What is needed: Please count the lines in the data below that contain the string "wall", with case mattering, and reply with only the number.

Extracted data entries
########################################

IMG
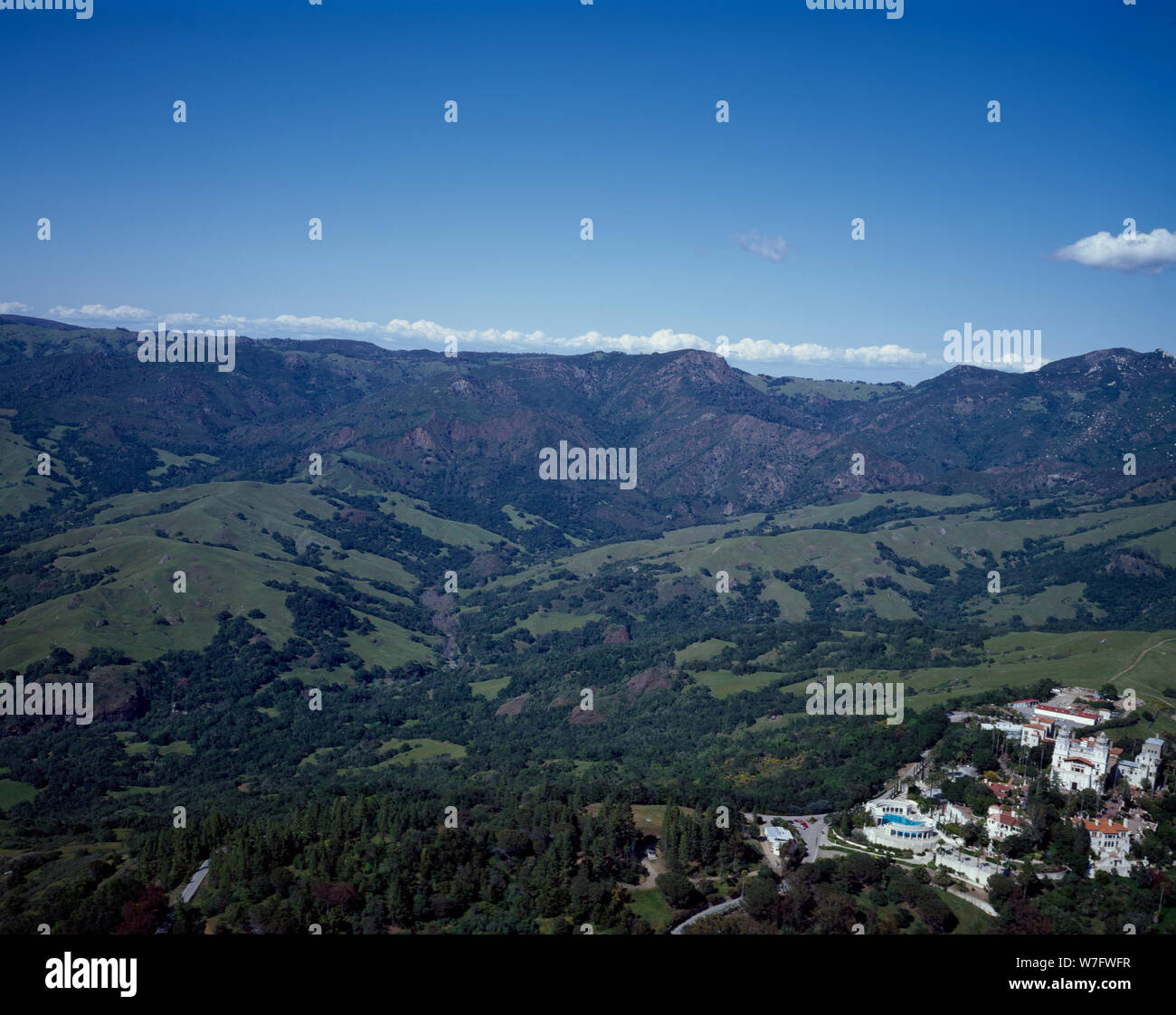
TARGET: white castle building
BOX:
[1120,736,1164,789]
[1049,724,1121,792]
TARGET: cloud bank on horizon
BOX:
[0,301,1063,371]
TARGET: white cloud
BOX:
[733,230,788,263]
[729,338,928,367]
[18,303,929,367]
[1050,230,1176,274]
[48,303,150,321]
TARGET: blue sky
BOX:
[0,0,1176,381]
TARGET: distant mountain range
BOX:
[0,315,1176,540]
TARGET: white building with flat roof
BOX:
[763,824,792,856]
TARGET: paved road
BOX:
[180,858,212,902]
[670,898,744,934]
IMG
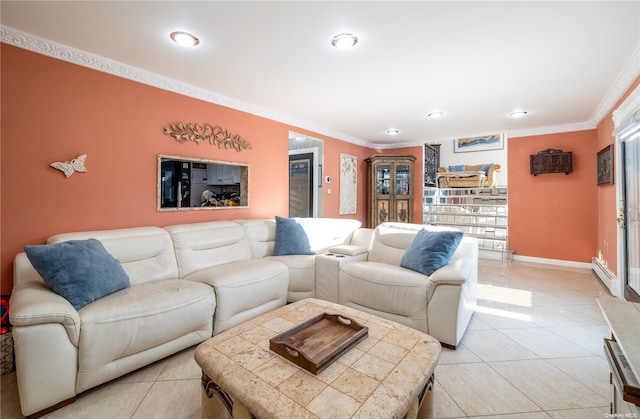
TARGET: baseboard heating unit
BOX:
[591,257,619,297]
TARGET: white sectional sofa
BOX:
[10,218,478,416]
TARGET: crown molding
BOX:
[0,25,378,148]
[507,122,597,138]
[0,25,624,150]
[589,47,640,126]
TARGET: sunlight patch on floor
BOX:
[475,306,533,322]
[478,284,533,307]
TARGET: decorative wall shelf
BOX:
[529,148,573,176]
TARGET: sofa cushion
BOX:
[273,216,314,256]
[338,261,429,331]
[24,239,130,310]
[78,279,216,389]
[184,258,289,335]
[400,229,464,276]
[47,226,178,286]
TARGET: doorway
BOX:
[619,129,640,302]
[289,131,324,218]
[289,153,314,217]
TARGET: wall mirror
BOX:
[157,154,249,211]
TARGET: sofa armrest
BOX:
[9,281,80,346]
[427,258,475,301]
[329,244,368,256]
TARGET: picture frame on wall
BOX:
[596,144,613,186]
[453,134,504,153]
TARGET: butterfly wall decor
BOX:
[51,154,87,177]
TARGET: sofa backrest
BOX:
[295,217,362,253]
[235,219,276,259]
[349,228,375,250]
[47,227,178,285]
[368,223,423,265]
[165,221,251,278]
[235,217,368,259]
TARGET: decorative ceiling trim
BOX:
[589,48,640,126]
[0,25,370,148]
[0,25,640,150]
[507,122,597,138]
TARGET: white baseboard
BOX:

########################################

The response: 4